**ACTION ITEM**
Check every line of the entries below for "antler", and copy the lines that have it.

[Stored data entries]
== Segment start ==

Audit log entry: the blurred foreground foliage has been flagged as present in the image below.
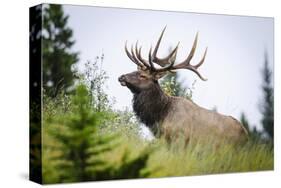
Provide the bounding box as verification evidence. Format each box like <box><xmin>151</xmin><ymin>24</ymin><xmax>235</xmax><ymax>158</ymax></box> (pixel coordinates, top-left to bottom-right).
<box><xmin>43</xmin><ymin>84</ymin><xmax>152</xmax><ymax>183</ymax></box>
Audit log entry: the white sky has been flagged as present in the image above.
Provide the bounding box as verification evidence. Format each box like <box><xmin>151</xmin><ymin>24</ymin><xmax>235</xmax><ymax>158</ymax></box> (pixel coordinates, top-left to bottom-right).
<box><xmin>63</xmin><ymin>5</ymin><xmax>274</xmax><ymax>130</ymax></box>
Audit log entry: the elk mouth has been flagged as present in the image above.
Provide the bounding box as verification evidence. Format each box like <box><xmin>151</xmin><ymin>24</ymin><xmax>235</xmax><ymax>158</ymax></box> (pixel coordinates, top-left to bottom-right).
<box><xmin>118</xmin><ymin>75</ymin><xmax>127</xmax><ymax>86</ymax></box>
<box><xmin>120</xmin><ymin>81</ymin><xmax>127</xmax><ymax>86</ymax></box>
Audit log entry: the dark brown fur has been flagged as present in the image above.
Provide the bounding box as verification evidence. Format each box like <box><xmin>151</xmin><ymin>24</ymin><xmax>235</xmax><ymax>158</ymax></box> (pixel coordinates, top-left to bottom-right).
<box><xmin>132</xmin><ymin>82</ymin><xmax>171</xmax><ymax>135</ymax></box>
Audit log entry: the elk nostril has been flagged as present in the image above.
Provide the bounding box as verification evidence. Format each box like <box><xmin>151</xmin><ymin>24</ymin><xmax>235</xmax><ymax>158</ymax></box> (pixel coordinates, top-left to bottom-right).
<box><xmin>118</xmin><ymin>75</ymin><xmax>126</xmax><ymax>82</ymax></box>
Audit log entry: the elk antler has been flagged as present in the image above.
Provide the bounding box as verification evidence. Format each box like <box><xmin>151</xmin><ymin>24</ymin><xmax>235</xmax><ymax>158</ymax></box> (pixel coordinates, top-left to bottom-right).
<box><xmin>151</xmin><ymin>26</ymin><xmax>180</xmax><ymax>67</ymax></box>
<box><xmin>125</xmin><ymin>41</ymin><xmax>146</xmax><ymax>70</ymax></box>
<box><xmin>125</xmin><ymin>27</ymin><xmax>208</xmax><ymax>81</ymax></box>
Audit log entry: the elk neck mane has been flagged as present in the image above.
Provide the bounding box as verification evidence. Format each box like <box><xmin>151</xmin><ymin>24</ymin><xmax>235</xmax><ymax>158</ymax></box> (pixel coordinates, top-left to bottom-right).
<box><xmin>132</xmin><ymin>81</ymin><xmax>171</xmax><ymax>134</ymax></box>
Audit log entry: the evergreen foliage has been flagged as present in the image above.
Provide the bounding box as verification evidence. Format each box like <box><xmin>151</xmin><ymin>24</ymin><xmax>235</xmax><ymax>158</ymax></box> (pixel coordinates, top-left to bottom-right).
<box><xmin>240</xmin><ymin>112</ymin><xmax>250</xmax><ymax>133</ymax></box>
<box><xmin>260</xmin><ymin>52</ymin><xmax>274</xmax><ymax>141</ymax></box>
<box><xmin>42</xmin><ymin>4</ymin><xmax>79</xmax><ymax>96</ymax></box>
<box><xmin>240</xmin><ymin>112</ymin><xmax>262</xmax><ymax>141</ymax></box>
<box><xmin>43</xmin><ymin>84</ymin><xmax>151</xmax><ymax>184</ymax></box>
<box><xmin>46</xmin><ymin>85</ymin><xmax>112</xmax><ymax>182</ymax></box>
<box><xmin>239</xmin><ymin>52</ymin><xmax>274</xmax><ymax>143</ymax></box>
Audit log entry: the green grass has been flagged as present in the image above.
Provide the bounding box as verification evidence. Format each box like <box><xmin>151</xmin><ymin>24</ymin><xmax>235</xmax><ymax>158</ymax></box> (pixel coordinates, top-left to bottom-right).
<box><xmin>104</xmin><ymin>134</ymin><xmax>273</xmax><ymax>178</ymax></box>
<box><xmin>149</xmin><ymin>140</ymin><xmax>273</xmax><ymax>177</ymax></box>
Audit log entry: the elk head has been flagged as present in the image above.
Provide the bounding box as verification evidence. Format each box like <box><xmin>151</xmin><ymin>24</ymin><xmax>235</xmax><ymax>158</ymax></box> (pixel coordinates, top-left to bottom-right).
<box><xmin>118</xmin><ymin>27</ymin><xmax>208</xmax><ymax>93</ymax></box>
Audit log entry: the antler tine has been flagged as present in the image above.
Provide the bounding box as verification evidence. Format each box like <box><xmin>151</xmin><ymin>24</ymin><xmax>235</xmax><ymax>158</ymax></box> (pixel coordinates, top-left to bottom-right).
<box><xmin>158</xmin><ymin>33</ymin><xmax>207</xmax><ymax>81</ymax></box>
<box><xmin>178</xmin><ymin>32</ymin><xmax>198</xmax><ymax>67</ymax></box>
<box><xmin>125</xmin><ymin>41</ymin><xmax>136</xmax><ymax>62</ymax></box>
<box><xmin>168</xmin><ymin>33</ymin><xmax>207</xmax><ymax>81</ymax></box>
<box><xmin>131</xmin><ymin>44</ymin><xmax>144</xmax><ymax>68</ymax></box>
<box><xmin>153</xmin><ymin>55</ymin><xmax>176</xmax><ymax>73</ymax></box>
<box><xmin>125</xmin><ymin>41</ymin><xmax>145</xmax><ymax>69</ymax></box>
<box><xmin>168</xmin><ymin>42</ymin><xmax>179</xmax><ymax>63</ymax></box>
<box><xmin>151</xmin><ymin>42</ymin><xmax>179</xmax><ymax>73</ymax></box>
<box><xmin>151</xmin><ymin>27</ymin><xmax>179</xmax><ymax>67</ymax></box>
<box><xmin>135</xmin><ymin>42</ymin><xmax>150</xmax><ymax>68</ymax></box>
<box><xmin>194</xmin><ymin>47</ymin><xmax>208</xmax><ymax>69</ymax></box>
<box><xmin>187</xmin><ymin>47</ymin><xmax>208</xmax><ymax>81</ymax></box>
<box><xmin>152</xmin><ymin>26</ymin><xmax>166</xmax><ymax>61</ymax></box>
<box><xmin>185</xmin><ymin>66</ymin><xmax>208</xmax><ymax>81</ymax></box>
<box><xmin>148</xmin><ymin>47</ymin><xmax>156</xmax><ymax>71</ymax></box>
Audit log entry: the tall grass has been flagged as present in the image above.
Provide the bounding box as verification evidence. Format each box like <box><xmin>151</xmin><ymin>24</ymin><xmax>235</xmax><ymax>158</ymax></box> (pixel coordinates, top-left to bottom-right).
<box><xmin>137</xmin><ymin>140</ymin><xmax>272</xmax><ymax>177</ymax></box>
<box><xmin>101</xmin><ymin>131</ymin><xmax>273</xmax><ymax>178</ymax></box>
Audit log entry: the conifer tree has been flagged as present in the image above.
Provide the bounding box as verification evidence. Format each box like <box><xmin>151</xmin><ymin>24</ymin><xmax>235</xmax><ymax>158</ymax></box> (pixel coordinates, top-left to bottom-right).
<box><xmin>48</xmin><ymin>84</ymin><xmax>151</xmax><ymax>183</ymax></box>
<box><xmin>260</xmin><ymin>52</ymin><xmax>274</xmax><ymax>141</ymax></box>
<box><xmin>43</xmin><ymin>4</ymin><xmax>79</xmax><ymax>97</ymax></box>
<box><xmin>48</xmin><ymin>85</ymin><xmax>114</xmax><ymax>182</ymax></box>
<box><xmin>240</xmin><ymin>112</ymin><xmax>250</xmax><ymax>133</ymax></box>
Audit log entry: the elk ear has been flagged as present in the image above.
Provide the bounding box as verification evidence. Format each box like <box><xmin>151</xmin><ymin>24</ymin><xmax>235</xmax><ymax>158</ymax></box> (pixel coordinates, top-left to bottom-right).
<box><xmin>154</xmin><ymin>71</ymin><xmax>168</xmax><ymax>80</ymax></box>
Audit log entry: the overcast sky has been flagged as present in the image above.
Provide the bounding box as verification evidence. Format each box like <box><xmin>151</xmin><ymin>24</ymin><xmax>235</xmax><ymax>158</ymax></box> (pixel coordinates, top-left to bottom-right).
<box><xmin>63</xmin><ymin>5</ymin><xmax>274</xmax><ymax>130</ymax></box>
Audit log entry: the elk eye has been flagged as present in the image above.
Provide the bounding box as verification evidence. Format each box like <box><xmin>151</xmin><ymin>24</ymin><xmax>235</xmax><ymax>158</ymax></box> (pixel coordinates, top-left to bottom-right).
<box><xmin>139</xmin><ymin>75</ymin><xmax>146</xmax><ymax>79</ymax></box>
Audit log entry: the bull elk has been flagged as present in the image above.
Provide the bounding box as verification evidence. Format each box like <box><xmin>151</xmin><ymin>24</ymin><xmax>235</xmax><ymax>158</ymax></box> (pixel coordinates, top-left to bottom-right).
<box><xmin>118</xmin><ymin>27</ymin><xmax>248</xmax><ymax>144</ymax></box>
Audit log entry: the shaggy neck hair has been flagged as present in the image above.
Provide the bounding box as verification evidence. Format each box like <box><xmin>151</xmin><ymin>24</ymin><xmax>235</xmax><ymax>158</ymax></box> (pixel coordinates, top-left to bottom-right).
<box><xmin>132</xmin><ymin>81</ymin><xmax>171</xmax><ymax>136</ymax></box>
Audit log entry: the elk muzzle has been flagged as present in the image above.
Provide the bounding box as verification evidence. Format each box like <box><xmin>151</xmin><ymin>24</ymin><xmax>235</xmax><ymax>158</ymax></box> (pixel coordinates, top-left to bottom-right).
<box><xmin>118</xmin><ymin>75</ymin><xmax>127</xmax><ymax>86</ymax></box>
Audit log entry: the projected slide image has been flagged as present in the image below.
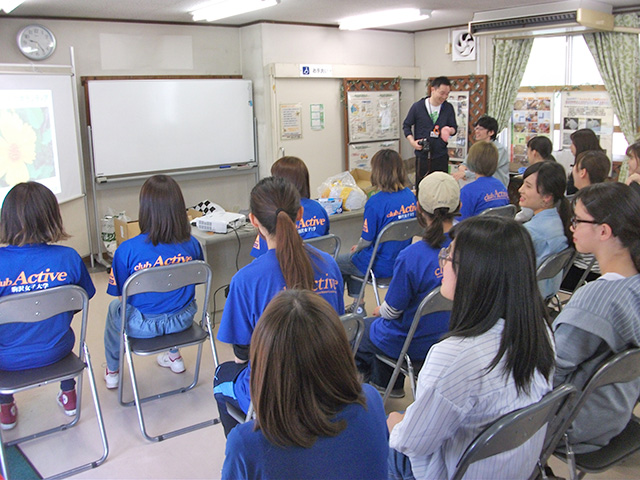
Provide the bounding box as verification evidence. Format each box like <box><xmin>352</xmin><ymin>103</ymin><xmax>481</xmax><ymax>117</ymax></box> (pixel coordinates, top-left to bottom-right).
<box><xmin>0</xmin><ymin>89</ymin><xmax>61</xmax><ymax>196</ymax></box>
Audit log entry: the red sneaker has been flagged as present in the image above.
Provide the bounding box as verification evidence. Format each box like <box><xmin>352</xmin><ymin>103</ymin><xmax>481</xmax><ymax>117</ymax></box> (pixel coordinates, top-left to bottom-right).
<box><xmin>0</xmin><ymin>402</ymin><xmax>17</xmax><ymax>430</ymax></box>
<box><xmin>56</xmin><ymin>389</ymin><xmax>77</xmax><ymax>416</ymax></box>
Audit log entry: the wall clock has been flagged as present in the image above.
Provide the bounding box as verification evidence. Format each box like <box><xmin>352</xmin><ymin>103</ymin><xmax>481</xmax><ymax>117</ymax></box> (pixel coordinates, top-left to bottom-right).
<box><xmin>17</xmin><ymin>24</ymin><xmax>56</xmax><ymax>61</ymax></box>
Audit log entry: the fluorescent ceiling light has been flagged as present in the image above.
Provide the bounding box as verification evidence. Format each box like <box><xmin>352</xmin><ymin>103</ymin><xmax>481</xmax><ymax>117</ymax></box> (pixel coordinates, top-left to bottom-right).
<box><xmin>191</xmin><ymin>0</ymin><xmax>279</xmax><ymax>22</ymax></box>
<box><xmin>0</xmin><ymin>0</ymin><xmax>26</xmax><ymax>13</ymax></box>
<box><xmin>339</xmin><ymin>8</ymin><xmax>432</xmax><ymax>30</ymax></box>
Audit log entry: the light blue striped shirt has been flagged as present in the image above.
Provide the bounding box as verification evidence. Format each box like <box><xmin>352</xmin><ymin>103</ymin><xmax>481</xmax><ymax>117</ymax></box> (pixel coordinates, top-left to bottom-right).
<box><xmin>389</xmin><ymin>320</ymin><xmax>552</xmax><ymax>480</ymax></box>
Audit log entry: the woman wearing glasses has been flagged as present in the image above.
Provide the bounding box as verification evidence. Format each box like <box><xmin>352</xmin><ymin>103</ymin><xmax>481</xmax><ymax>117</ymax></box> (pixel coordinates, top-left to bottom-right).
<box><xmin>388</xmin><ymin>216</ymin><xmax>554</xmax><ymax>479</ymax></box>
<box><xmin>553</xmin><ymin>182</ymin><xmax>640</xmax><ymax>454</ymax></box>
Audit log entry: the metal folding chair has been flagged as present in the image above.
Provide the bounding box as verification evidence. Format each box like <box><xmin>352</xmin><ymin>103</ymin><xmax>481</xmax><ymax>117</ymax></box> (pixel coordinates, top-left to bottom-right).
<box><xmin>551</xmin><ymin>348</ymin><xmax>640</xmax><ymax>480</ymax></box>
<box><xmin>340</xmin><ymin>312</ymin><xmax>364</xmax><ymax>354</ymax></box>
<box><xmin>452</xmin><ymin>384</ymin><xmax>576</xmax><ymax>480</ymax></box>
<box><xmin>479</xmin><ymin>204</ymin><xmax>517</xmax><ymax>218</ymax></box>
<box><xmin>375</xmin><ymin>286</ymin><xmax>452</xmax><ymax>405</ymax></box>
<box><xmin>351</xmin><ymin>218</ymin><xmax>422</xmax><ymax>308</ymax></box>
<box><xmin>117</xmin><ymin>260</ymin><xmax>219</xmax><ymax>441</ymax></box>
<box><xmin>0</xmin><ymin>286</ymin><xmax>109</xmax><ymax>480</ymax></box>
<box><xmin>304</xmin><ymin>233</ymin><xmax>341</xmax><ymax>259</ymax></box>
<box><xmin>536</xmin><ymin>247</ymin><xmax>576</xmax><ymax>310</ymax></box>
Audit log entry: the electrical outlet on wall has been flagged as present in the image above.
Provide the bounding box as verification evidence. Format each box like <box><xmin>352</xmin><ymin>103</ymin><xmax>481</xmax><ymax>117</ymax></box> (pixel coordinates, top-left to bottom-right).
<box><xmin>444</xmin><ymin>43</ymin><xmax>452</xmax><ymax>54</ymax></box>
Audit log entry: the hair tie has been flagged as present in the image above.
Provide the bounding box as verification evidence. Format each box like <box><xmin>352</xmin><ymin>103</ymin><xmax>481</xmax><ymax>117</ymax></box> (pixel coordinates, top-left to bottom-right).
<box><xmin>275</xmin><ymin>208</ymin><xmax>285</xmax><ymax>220</ymax></box>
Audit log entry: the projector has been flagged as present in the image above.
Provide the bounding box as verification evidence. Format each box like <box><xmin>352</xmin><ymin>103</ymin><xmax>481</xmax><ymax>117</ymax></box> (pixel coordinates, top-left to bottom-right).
<box><xmin>196</xmin><ymin>211</ymin><xmax>246</xmax><ymax>233</ymax></box>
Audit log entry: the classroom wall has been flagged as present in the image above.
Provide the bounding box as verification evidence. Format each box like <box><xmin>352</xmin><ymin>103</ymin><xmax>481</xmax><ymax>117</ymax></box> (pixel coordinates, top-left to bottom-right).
<box><xmin>413</xmin><ymin>27</ymin><xmax>492</xmax><ymax>101</ymax></box>
<box><xmin>0</xmin><ymin>18</ymin><xmax>244</xmax><ymax>256</ymax></box>
<box><xmin>254</xmin><ymin>23</ymin><xmax>417</xmax><ymax>192</ymax></box>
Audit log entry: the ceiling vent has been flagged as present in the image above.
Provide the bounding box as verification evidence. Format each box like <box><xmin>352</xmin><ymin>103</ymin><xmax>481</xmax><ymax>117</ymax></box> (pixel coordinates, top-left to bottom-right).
<box><xmin>469</xmin><ymin>1</ymin><xmax>614</xmax><ymax>37</ymax></box>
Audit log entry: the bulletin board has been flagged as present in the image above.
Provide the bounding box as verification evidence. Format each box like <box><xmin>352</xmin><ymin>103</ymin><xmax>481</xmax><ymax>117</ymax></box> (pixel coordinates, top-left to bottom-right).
<box><xmin>342</xmin><ymin>78</ymin><xmax>401</xmax><ymax>170</ymax></box>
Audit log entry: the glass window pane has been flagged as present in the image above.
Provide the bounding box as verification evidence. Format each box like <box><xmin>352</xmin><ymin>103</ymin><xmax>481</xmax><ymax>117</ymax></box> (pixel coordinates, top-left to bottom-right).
<box><xmin>521</xmin><ymin>37</ymin><xmax>566</xmax><ymax>86</ymax></box>
<box><xmin>570</xmin><ymin>36</ymin><xmax>603</xmax><ymax>85</ymax></box>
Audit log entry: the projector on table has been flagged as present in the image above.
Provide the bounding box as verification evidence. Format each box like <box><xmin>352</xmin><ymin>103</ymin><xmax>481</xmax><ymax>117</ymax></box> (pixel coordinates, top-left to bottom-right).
<box><xmin>196</xmin><ymin>211</ymin><xmax>246</xmax><ymax>233</ymax></box>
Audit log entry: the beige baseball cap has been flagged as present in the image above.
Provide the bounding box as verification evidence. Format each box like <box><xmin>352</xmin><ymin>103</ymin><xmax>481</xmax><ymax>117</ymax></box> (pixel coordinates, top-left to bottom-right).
<box><xmin>418</xmin><ymin>172</ymin><xmax>460</xmax><ymax>214</ymax></box>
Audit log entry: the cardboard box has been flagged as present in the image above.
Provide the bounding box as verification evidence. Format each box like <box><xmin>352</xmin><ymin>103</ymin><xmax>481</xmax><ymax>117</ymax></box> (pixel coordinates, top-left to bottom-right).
<box><xmin>350</xmin><ymin>168</ymin><xmax>377</xmax><ymax>198</ymax></box>
<box><xmin>187</xmin><ymin>208</ymin><xmax>203</xmax><ymax>222</ymax></box>
<box><xmin>114</xmin><ymin>218</ymin><xmax>141</xmax><ymax>245</ymax></box>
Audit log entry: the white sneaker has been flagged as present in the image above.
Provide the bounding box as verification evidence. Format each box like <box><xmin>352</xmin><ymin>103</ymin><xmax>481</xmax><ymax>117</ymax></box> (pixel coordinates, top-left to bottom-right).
<box><xmin>104</xmin><ymin>369</ymin><xmax>119</xmax><ymax>389</ymax></box>
<box><xmin>157</xmin><ymin>352</ymin><xmax>186</xmax><ymax>374</ymax></box>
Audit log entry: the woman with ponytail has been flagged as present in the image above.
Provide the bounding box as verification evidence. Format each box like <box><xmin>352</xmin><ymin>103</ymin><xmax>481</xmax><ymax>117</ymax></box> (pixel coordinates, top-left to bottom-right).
<box><xmin>214</xmin><ymin>176</ymin><xmax>344</xmax><ymax>436</ymax></box>
<box><xmin>355</xmin><ymin>172</ymin><xmax>459</xmax><ymax>398</ymax></box>
<box><xmin>518</xmin><ymin>160</ymin><xmax>572</xmax><ymax>300</ymax></box>
<box><xmin>553</xmin><ymin>182</ymin><xmax>640</xmax><ymax>454</ymax></box>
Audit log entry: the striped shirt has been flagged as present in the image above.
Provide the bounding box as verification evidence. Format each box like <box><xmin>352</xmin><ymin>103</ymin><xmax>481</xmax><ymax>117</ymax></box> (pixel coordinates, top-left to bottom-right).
<box><xmin>389</xmin><ymin>320</ymin><xmax>552</xmax><ymax>480</ymax></box>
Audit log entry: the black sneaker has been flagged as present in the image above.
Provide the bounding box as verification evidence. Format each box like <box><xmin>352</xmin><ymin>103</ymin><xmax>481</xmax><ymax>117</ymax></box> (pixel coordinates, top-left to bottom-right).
<box><xmin>345</xmin><ymin>303</ymin><xmax>367</xmax><ymax>316</ymax></box>
<box><xmin>369</xmin><ymin>381</ymin><xmax>405</xmax><ymax>399</ymax></box>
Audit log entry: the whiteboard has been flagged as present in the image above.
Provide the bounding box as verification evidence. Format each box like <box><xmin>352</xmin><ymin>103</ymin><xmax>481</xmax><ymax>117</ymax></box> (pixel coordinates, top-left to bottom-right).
<box><xmin>0</xmin><ymin>73</ymin><xmax>83</xmax><ymax>204</ymax></box>
<box><xmin>86</xmin><ymin>78</ymin><xmax>255</xmax><ymax>179</ymax></box>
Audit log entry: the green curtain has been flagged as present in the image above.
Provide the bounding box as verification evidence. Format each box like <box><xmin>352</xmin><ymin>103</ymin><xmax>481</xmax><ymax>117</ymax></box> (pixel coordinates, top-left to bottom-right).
<box><xmin>488</xmin><ymin>38</ymin><xmax>534</xmax><ymax>131</ymax></box>
<box><xmin>583</xmin><ymin>13</ymin><xmax>640</xmax><ymax>144</ymax></box>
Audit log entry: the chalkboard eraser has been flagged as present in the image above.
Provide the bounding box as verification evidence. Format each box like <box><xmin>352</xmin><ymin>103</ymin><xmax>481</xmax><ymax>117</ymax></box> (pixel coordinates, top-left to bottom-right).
<box><xmin>96</xmin><ymin>176</ymin><xmax>107</xmax><ymax>184</ymax></box>
<box><xmin>219</xmin><ymin>165</ymin><xmax>231</xmax><ymax>169</ymax></box>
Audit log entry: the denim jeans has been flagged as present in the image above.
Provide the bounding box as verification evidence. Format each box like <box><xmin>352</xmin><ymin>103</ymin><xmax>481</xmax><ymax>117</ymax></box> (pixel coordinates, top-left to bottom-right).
<box><xmin>336</xmin><ymin>253</ymin><xmax>366</xmax><ymax>298</ymax></box>
<box><xmin>103</xmin><ymin>299</ymin><xmax>197</xmax><ymax>372</ymax></box>
<box><xmin>0</xmin><ymin>378</ymin><xmax>75</xmax><ymax>404</ymax></box>
<box><xmin>388</xmin><ymin>448</ymin><xmax>416</xmax><ymax>480</ymax></box>
<box><xmin>355</xmin><ymin>316</ymin><xmax>405</xmax><ymax>391</ymax></box>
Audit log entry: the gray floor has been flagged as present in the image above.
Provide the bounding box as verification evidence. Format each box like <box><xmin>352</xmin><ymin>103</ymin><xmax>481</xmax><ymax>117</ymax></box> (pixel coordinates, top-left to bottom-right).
<box><xmin>4</xmin><ymin>269</ymin><xmax>640</xmax><ymax>479</ymax></box>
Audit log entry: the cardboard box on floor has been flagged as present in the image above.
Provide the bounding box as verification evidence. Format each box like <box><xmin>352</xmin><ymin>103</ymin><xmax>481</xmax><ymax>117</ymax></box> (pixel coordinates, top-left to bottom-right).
<box><xmin>114</xmin><ymin>209</ymin><xmax>203</xmax><ymax>246</ymax></box>
<box><xmin>350</xmin><ymin>168</ymin><xmax>377</xmax><ymax>198</ymax></box>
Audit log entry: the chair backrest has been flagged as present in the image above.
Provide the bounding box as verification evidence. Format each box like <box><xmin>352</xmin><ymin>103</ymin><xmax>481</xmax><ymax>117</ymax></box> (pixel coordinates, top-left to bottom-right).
<box><xmin>536</xmin><ymin>248</ymin><xmax>576</xmax><ymax>282</ymax></box>
<box><xmin>0</xmin><ymin>285</ymin><xmax>90</xmax><ymax>357</ymax></box>
<box><xmin>339</xmin><ymin>313</ymin><xmax>364</xmax><ymax>354</ymax></box>
<box><xmin>121</xmin><ymin>260</ymin><xmax>213</xmax><ymax>334</ymax></box>
<box><xmin>403</xmin><ymin>287</ymin><xmax>453</xmax><ymax>352</ymax></box>
<box><xmin>452</xmin><ymin>384</ymin><xmax>577</xmax><ymax>480</ymax></box>
<box><xmin>304</xmin><ymin>233</ymin><xmax>341</xmax><ymax>259</ymax></box>
<box><xmin>480</xmin><ymin>204</ymin><xmax>516</xmax><ymax>218</ymax></box>
<box><xmin>547</xmin><ymin>348</ymin><xmax>640</xmax><ymax>458</ymax></box>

== Segment end ==

**RESPONSE BELOW**
Audit log entry: the elk antler has been flagged as present in the image above.
Audit log entry: the antler tine has been flagged as present in the image above.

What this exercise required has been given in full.